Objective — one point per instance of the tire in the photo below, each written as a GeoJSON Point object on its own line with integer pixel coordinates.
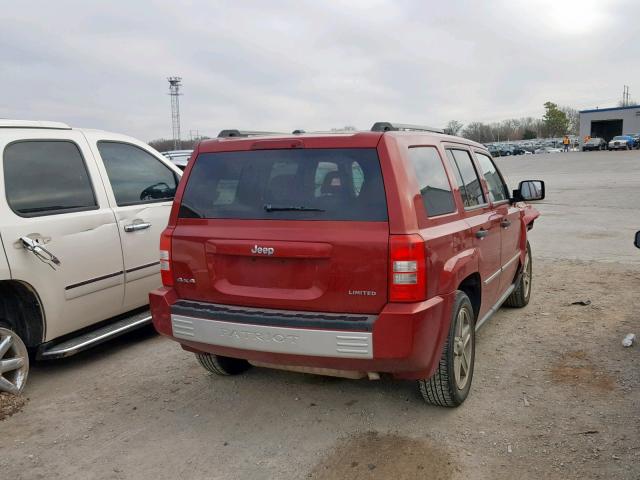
{"type": "Point", "coordinates": [447, 387]}
{"type": "Point", "coordinates": [520, 296]}
{"type": "Point", "coordinates": [14, 361]}
{"type": "Point", "coordinates": [223, 366]}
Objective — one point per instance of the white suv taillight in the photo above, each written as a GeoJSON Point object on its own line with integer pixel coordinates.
{"type": "Point", "coordinates": [165, 258]}
{"type": "Point", "coordinates": [408, 281]}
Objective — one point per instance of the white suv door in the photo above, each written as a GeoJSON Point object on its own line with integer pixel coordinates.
{"type": "Point", "coordinates": [142, 189]}
{"type": "Point", "coordinates": [53, 193]}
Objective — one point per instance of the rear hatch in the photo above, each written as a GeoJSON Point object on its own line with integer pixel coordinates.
{"type": "Point", "coordinates": [291, 229]}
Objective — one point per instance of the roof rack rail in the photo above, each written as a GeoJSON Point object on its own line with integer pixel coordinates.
{"type": "Point", "coordinates": [388, 127]}
{"type": "Point", "coordinates": [243, 133]}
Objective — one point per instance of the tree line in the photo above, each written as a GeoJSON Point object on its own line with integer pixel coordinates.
{"type": "Point", "coordinates": [556, 122]}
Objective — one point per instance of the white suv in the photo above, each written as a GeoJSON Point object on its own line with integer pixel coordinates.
{"type": "Point", "coordinates": [81, 212]}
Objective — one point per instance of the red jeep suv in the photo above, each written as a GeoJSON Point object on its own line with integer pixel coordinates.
{"type": "Point", "coordinates": [344, 254]}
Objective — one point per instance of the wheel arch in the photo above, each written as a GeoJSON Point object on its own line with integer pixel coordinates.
{"type": "Point", "coordinates": [21, 307]}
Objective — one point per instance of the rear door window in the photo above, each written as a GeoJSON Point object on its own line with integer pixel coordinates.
{"type": "Point", "coordinates": [467, 178]}
{"type": "Point", "coordinates": [497, 187]}
{"type": "Point", "coordinates": [432, 181]}
{"type": "Point", "coordinates": [297, 184]}
{"type": "Point", "coordinates": [46, 177]}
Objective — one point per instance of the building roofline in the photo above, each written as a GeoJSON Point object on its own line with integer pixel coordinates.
{"type": "Point", "coordinates": [609, 109]}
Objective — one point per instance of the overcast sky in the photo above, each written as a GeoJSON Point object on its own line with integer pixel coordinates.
{"type": "Point", "coordinates": [280, 65]}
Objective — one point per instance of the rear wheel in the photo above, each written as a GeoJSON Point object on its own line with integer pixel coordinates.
{"type": "Point", "coordinates": [224, 366]}
{"type": "Point", "coordinates": [520, 296]}
{"type": "Point", "coordinates": [14, 361]}
{"type": "Point", "coordinates": [450, 385]}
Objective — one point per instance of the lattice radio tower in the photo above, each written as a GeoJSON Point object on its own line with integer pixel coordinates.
{"type": "Point", "coordinates": [174, 91]}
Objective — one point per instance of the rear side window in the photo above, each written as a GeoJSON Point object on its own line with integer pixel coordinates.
{"type": "Point", "coordinates": [297, 184]}
{"type": "Point", "coordinates": [46, 177]}
{"type": "Point", "coordinates": [136, 176]}
{"type": "Point", "coordinates": [467, 178]}
{"type": "Point", "coordinates": [497, 187]}
{"type": "Point", "coordinates": [432, 180]}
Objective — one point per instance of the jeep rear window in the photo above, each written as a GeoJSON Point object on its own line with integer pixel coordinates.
{"type": "Point", "coordinates": [296, 184]}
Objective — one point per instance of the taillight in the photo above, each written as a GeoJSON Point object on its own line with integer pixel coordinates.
{"type": "Point", "coordinates": [407, 269]}
{"type": "Point", "coordinates": [165, 258]}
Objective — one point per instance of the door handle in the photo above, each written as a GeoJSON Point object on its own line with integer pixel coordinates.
{"type": "Point", "coordinates": [134, 227]}
{"type": "Point", "coordinates": [39, 251]}
{"type": "Point", "coordinates": [482, 233]}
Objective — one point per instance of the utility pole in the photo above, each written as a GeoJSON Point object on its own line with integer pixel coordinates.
{"type": "Point", "coordinates": [174, 91]}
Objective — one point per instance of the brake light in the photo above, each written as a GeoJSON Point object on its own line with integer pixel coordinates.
{"type": "Point", "coordinates": [165, 258]}
{"type": "Point", "coordinates": [407, 269]}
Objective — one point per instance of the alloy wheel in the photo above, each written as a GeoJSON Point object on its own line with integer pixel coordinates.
{"type": "Point", "coordinates": [462, 349]}
{"type": "Point", "coordinates": [14, 362]}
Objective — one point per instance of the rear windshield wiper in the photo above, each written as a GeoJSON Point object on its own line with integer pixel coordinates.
{"type": "Point", "coordinates": [273, 208]}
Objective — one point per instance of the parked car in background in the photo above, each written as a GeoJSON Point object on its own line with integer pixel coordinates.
{"type": "Point", "coordinates": [594, 143]}
{"type": "Point", "coordinates": [80, 217]}
{"type": "Point", "coordinates": [636, 139]}
{"type": "Point", "coordinates": [494, 151]}
{"type": "Point", "coordinates": [180, 158]}
{"type": "Point", "coordinates": [621, 142]}
{"type": "Point", "coordinates": [548, 150]}
{"type": "Point", "coordinates": [300, 252]}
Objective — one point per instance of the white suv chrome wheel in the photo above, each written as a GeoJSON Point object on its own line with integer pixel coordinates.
{"type": "Point", "coordinates": [14, 362]}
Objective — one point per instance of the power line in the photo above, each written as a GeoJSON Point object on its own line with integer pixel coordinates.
{"type": "Point", "coordinates": [174, 91]}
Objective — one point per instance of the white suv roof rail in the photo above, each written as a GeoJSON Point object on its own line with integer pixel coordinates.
{"type": "Point", "coordinates": [5, 123]}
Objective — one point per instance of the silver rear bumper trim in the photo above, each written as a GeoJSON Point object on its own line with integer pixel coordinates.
{"type": "Point", "coordinates": [263, 338]}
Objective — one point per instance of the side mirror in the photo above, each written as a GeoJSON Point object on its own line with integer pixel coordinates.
{"type": "Point", "coordinates": [529, 190]}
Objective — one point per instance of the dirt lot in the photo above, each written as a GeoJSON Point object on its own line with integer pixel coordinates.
{"type": "Point", "coordinates": [555, 395]}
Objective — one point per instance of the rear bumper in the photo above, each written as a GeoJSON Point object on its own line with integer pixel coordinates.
{"type": "Point", "coordinates": [403, 339]}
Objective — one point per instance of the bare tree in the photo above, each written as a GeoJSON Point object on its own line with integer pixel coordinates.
{"type": "Point", "coordinates": [453, 127]}
{"type": "Point", "coordinates": [573, 116]}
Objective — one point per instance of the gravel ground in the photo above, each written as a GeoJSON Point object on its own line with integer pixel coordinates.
{"type": "Point", "coordinates": [555, 395]}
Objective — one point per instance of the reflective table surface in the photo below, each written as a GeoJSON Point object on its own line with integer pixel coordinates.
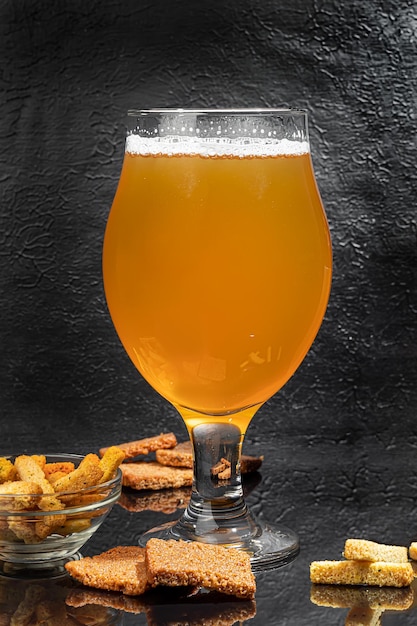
{"type": "Point", "coordinates": [326, 495]}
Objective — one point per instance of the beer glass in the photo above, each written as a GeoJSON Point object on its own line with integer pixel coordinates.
{"type": "Point", "coordinates": [217, 272]}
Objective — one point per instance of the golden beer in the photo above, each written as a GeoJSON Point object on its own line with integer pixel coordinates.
{"type": "Point", "coordinates": [217, 272]}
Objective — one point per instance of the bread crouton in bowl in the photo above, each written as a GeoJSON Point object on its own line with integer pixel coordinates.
{"type": "Point", "coordinates": [51, 505]}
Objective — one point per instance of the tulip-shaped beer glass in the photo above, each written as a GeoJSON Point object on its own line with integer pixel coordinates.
{"type": "Point", "coordinates": [217, 272]}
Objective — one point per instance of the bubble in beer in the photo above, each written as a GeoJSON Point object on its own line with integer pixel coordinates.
{"type": "Point", "coordinates": [172, 145]}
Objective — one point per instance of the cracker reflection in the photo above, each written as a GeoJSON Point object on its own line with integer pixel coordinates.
{"type": "Point", "coordinates": [24, 602]}
{"type": "Point", "coordinates": [366, 604]}
{"type": "Point", "coordinates": [171, 607]}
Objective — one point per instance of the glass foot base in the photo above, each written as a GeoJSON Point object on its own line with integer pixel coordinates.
{"type": "Point", "coordinates": [270, 547]}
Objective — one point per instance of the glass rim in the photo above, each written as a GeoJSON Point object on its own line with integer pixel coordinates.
{"type": "Point", "coordinates": [221, 111]}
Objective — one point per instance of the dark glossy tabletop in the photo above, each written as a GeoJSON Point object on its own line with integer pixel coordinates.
{"type": "Point", "coordinates": [326, 496]}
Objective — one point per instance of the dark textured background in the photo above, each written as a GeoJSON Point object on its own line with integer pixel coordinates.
{"type": "Point", "coordinates": [69, 70]}
{"type": "Point", "coordinates": [340, 439]}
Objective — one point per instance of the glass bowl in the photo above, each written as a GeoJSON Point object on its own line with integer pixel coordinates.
{"type": "Point", "coordinates": [31, 537]}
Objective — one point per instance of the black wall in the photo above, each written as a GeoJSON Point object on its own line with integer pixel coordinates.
{"type": "Point", "coordinates": [69, 70]}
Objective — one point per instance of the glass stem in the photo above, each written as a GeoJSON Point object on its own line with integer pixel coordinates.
{"type": "Point", "coordinates": [217, 512]}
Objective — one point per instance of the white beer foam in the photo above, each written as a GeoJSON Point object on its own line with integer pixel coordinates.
{"type": "Point", "coordinates": [237, 147]}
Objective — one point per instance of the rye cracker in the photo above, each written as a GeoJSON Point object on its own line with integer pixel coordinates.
{"type": "Point", "coordinates": [181, 563]}
{"type": "Point", "coordinates": [136, 448]}
{"type": "Point", "coordinates": [119, 569]}
{"type": "Point", "coordinates": [151, 475]}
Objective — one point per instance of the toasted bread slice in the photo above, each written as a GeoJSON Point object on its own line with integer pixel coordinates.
{"type": "Point", "coordinates": [119, 569]}
{"type": "Point", "coordinates": [165, 501]}
{"type": "Point", "coordinates": [151, 475]}
{"type": "Point", "coordinates": [378, 573]}
{"type": "Point", "coordinates": [145, 446]}
{"type": "Point", "coordinates": [364, 550]}
{"type": "Point", "coordinates": [181, 563]}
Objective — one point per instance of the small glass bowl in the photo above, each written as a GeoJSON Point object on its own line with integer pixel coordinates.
{"type": "Point", "coordinates": [41, 539]}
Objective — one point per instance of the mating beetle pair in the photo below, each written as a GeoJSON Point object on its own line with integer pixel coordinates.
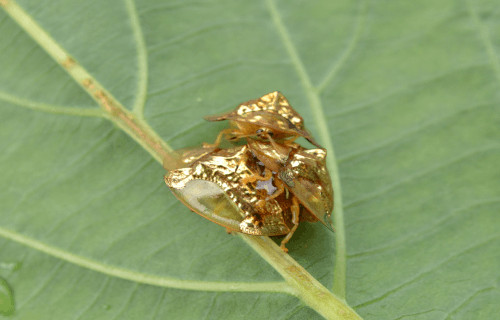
{"type": "Point", "coordinates": [265, 187]}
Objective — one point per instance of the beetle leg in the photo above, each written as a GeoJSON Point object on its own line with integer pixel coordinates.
{"type": "Point", "coordinates": [295, 219]}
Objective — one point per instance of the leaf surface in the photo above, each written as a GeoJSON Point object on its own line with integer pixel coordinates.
{"type": "Point", "coordinates": [406, 92]}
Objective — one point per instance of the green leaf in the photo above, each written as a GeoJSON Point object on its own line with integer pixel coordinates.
{"type": "Point", "coordinates": [406, 92]}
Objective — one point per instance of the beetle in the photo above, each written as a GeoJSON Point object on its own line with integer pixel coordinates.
{"type": "Point", "coordinates": [233, 188]}
{"type": "Point", "coordinates": [270, 118]}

• _REQUIRED TASK_: Omit the pictures and write out the lines above from the one with "Objective — one point per instance of the small" through the last, unchanged.

• _RESULT FOR THIS TASK_:
Objective — one point per instance of the small glass bowl in the photo above, each written as a GeoJSON Point object on its own line with integer pixel coordinates.
{"type": "Point", "coordinates": [41, 539]}
Objective — one point per instance of the mating beetle pair in the photo below, each written as a GeoJSON Point object on its own line with integer pixel coordinates.
{"type": "Point", "coordinates": [265, 187]}
Objective — one point per instance of the beetle leg in the photo above, each written as a GeoJSON Point object on its own line with integer pixel coordinates.
{"type": "Point", "coordinates": [295, 219]}
Objective — one point per instance of the leaf surface in the photo above, each written as a GeoJSON Point object on its own line with integer pixel coordinates.
{"type": "Point", "coordinates": [406, 92]}
Objective — one point per instance of the green leaf in the photo above, each written as a GeoJSON Point object on its own line with integer pixel coordinates.
{"type": "Point", "coordinates": [406, 92]}
Objective — one point per instance of the beetle in the photo above, each written as a GeoJSON Point object on its own line with integer pixel coordinates.
{"type": "Point", "coordinates": [233, 188]}
{"type": "Point", "coordinates": [270, 118]}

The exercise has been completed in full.